The project management integration is important — it surfaces comments and decisions that happen asynchronously. Someone asks a question on your ticket at 5pm; the system catches it at 9am before you've started working in a direction that ignores their input.

Total setup time from scratch: half a day if you know what you want. A week of iteration if you're figuring out your workflow.

What I'd Do Differently

Start with connections earlier. I built the knowledge base first, then added links later. The graph should have been structural from day one — every note gets a Connections section immediately.
Be more aggressive about persistence. Early on, I only saved things when I explicitly asked. The background extraction loop was a later addition. It should have been there from the start — the cost of saving too much is near zero; the cost of losing a decision is re-discovery.
Don't over-index on note content. The edges matter more than the nodes. A service note with 3 lines but 8 well-annotated links is more valuable than a 200-line document with no connections.

=== Input data ===
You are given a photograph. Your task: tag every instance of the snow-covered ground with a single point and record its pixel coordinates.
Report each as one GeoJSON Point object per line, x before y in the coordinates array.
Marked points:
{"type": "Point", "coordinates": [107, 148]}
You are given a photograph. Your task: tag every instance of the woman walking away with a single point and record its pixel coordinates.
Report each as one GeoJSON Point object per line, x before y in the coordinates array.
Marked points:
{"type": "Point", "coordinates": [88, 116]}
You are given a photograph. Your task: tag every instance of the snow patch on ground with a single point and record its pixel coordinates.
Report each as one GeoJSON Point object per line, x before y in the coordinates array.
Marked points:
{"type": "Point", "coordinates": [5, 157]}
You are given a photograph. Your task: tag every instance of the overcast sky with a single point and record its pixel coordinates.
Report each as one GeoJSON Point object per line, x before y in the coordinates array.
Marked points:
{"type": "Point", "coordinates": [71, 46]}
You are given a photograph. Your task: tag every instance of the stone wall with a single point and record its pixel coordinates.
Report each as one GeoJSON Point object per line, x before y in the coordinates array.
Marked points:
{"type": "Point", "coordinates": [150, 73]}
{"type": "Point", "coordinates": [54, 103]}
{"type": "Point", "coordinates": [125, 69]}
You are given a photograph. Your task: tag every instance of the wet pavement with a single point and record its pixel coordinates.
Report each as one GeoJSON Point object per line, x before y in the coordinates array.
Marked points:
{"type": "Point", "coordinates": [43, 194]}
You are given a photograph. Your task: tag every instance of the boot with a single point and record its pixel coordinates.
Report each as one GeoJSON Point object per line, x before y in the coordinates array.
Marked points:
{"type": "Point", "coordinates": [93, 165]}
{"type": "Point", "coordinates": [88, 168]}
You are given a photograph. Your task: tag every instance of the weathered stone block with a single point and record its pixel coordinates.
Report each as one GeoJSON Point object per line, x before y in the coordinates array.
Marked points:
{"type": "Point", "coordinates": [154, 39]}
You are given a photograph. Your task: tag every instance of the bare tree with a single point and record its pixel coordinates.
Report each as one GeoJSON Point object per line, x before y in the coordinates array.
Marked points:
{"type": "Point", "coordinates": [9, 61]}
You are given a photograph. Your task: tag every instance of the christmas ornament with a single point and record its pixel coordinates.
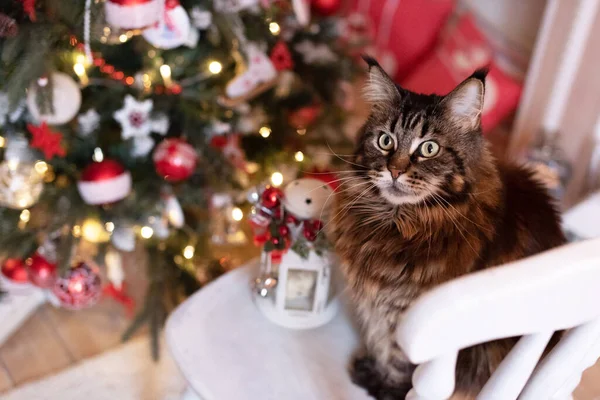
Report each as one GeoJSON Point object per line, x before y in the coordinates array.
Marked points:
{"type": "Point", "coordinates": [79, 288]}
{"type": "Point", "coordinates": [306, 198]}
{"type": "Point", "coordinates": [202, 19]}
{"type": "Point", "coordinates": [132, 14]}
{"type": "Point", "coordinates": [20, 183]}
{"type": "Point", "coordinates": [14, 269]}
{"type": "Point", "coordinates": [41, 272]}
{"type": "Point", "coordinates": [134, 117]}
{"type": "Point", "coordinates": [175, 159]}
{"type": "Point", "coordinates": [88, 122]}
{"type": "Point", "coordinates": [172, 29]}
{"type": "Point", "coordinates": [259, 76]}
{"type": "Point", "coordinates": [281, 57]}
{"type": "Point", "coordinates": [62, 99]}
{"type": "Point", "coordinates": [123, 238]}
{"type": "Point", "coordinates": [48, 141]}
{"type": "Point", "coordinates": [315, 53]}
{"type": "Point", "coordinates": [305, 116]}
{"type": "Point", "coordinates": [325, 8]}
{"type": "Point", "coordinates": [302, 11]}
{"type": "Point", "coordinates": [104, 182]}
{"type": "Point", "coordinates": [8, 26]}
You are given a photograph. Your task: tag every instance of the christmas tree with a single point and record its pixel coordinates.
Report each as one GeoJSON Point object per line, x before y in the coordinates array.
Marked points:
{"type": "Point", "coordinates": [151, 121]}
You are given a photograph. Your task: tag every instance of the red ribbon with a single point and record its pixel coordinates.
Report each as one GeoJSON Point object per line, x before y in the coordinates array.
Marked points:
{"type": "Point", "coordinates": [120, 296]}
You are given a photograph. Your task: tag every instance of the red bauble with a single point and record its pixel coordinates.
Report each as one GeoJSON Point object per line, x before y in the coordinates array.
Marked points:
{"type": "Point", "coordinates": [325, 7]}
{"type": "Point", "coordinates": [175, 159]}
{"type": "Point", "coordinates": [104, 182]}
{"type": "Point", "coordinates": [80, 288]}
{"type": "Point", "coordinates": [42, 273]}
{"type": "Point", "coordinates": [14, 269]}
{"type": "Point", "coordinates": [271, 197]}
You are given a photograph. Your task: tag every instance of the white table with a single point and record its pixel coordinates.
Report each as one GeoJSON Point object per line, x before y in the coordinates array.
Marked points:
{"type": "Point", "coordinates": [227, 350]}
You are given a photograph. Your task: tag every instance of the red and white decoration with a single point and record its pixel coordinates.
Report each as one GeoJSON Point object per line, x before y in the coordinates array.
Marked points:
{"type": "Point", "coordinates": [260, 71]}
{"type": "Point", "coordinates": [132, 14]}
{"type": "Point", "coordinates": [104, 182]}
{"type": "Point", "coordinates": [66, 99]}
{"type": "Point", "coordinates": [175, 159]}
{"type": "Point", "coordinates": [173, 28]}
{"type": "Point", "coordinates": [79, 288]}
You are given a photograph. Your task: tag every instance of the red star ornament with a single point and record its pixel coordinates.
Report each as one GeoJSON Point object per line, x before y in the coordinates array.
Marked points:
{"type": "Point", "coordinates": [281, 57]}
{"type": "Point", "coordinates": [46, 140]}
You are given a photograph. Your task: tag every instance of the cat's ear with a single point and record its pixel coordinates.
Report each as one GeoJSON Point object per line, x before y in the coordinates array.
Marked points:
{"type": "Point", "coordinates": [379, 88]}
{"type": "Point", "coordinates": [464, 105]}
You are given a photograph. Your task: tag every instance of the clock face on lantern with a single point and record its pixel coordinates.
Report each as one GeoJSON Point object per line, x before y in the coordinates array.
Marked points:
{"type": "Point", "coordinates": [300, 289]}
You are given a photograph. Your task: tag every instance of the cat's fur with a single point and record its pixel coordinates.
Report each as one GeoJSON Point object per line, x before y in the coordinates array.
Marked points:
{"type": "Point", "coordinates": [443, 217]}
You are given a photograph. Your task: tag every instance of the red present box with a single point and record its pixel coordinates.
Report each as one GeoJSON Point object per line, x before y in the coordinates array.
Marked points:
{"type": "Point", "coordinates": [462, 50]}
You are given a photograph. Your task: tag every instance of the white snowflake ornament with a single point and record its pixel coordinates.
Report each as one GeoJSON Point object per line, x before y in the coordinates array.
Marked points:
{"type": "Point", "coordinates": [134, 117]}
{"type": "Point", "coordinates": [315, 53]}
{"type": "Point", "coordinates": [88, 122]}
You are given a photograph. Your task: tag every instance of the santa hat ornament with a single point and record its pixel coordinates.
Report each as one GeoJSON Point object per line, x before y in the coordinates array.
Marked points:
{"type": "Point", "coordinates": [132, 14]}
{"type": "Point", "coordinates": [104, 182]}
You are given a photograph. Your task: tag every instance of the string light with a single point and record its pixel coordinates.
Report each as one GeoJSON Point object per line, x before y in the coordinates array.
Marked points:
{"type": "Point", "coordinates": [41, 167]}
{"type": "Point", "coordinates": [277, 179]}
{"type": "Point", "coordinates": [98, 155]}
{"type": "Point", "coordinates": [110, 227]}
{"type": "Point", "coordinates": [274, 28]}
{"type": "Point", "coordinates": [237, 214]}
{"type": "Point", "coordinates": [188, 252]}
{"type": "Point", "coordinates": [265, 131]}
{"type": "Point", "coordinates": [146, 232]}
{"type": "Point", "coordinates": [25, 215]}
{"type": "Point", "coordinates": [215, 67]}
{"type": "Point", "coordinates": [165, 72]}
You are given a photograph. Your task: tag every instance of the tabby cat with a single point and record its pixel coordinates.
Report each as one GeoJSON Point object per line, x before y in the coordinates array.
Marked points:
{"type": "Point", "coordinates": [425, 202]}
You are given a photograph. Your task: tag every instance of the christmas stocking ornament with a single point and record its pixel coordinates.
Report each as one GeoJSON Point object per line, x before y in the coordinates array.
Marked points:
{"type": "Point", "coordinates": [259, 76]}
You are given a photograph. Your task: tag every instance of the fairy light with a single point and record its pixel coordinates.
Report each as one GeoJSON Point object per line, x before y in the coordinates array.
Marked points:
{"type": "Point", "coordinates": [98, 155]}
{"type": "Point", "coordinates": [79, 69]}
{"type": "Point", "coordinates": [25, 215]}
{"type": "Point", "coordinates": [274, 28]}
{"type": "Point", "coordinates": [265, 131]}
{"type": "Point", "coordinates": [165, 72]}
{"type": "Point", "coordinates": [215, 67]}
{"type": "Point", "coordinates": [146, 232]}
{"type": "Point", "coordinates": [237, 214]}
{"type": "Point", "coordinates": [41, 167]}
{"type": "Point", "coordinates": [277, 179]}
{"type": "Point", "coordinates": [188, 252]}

--

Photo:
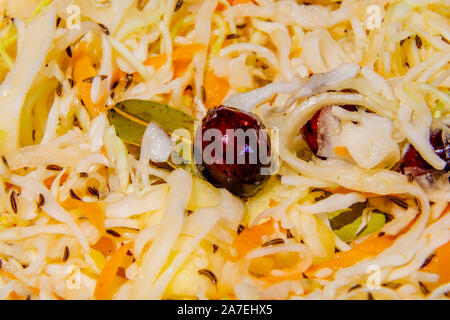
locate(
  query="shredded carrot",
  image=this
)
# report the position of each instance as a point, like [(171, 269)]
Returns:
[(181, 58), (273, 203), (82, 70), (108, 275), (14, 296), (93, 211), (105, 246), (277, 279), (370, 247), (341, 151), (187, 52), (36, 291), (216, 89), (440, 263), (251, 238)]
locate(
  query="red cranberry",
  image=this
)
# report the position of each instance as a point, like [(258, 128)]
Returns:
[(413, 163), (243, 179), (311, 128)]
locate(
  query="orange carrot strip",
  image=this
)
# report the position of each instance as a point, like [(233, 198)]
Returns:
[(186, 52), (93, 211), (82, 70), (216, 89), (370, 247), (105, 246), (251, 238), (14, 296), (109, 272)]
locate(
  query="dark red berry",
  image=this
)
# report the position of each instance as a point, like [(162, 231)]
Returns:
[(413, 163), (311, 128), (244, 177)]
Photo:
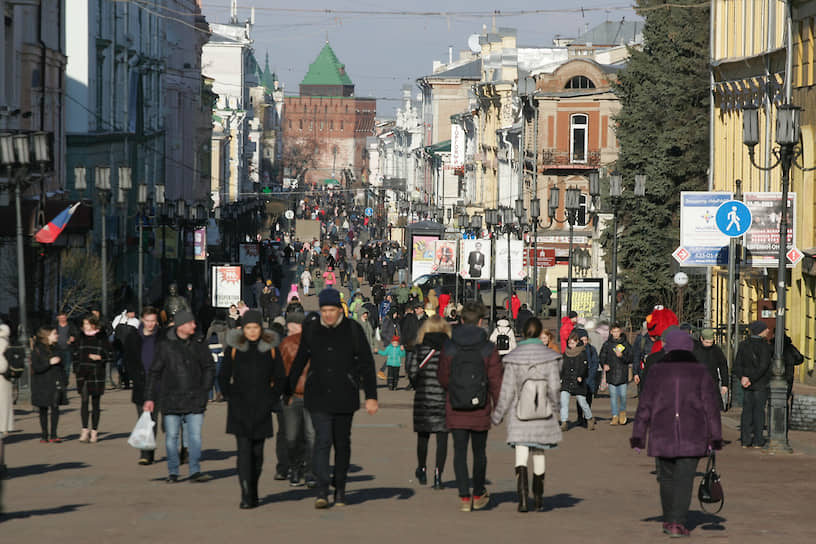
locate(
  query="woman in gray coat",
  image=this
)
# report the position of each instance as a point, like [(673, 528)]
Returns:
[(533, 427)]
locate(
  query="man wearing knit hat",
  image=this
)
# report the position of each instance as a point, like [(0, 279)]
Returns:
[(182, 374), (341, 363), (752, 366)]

...

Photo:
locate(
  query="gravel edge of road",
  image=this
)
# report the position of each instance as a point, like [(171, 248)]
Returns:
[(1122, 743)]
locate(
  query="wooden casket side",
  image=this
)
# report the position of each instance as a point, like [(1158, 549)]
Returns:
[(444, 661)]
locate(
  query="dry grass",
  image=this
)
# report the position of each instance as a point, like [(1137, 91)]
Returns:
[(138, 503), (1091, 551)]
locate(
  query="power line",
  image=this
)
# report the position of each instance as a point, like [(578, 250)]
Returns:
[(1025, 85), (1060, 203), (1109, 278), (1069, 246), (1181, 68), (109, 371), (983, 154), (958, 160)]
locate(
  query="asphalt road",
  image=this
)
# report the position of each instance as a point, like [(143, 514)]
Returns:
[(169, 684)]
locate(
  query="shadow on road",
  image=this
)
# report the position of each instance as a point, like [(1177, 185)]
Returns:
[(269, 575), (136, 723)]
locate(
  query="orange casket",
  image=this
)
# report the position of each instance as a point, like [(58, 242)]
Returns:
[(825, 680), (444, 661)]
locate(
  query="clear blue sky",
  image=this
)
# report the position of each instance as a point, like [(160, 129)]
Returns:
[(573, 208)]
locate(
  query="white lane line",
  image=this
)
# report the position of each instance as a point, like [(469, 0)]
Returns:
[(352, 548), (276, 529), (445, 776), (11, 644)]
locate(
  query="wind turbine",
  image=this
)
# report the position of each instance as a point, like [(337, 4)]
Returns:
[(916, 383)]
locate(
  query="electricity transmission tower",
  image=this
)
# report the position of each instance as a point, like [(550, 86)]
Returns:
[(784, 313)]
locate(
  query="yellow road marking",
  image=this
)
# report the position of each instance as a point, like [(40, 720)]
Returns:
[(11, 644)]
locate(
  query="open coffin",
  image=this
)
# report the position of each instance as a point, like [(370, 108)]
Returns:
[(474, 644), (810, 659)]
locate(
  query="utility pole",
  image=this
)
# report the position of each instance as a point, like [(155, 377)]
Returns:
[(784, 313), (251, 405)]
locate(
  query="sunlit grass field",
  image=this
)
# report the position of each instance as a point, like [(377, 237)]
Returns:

=== Required tasks ===
a) In the knowledge-base text, how long does the full setup take from scratch if you already know what you want?
b) Continue the knowledge-base text from its last sentence.

=== Results by task ===
a) Half a day.

b)
Why This Matters Beyond My Setup

I built this for my own workflow, but the pattern is general. Anyone doing multi-session engineering work with an LLM assistant is losing context between sessions. The tools to fix it are straightforward: structured notes, explicit relationships, automated persistence, deterministic loading at session start.

The graph doesn't have to be in Obsidian. The persistence doesn't have to use Claude Code's background agents. The principle is what transfers: make context compound instead of evaporate.

Every session that writes one decision to the graph makes the next session cheaper. Over months, this compounds into something that feels less like "using an AI assistant" and more like working with a colleague who was in every meeting, read every PR, and never forgets why a decision was made.

That's the system I wanted. So I built it.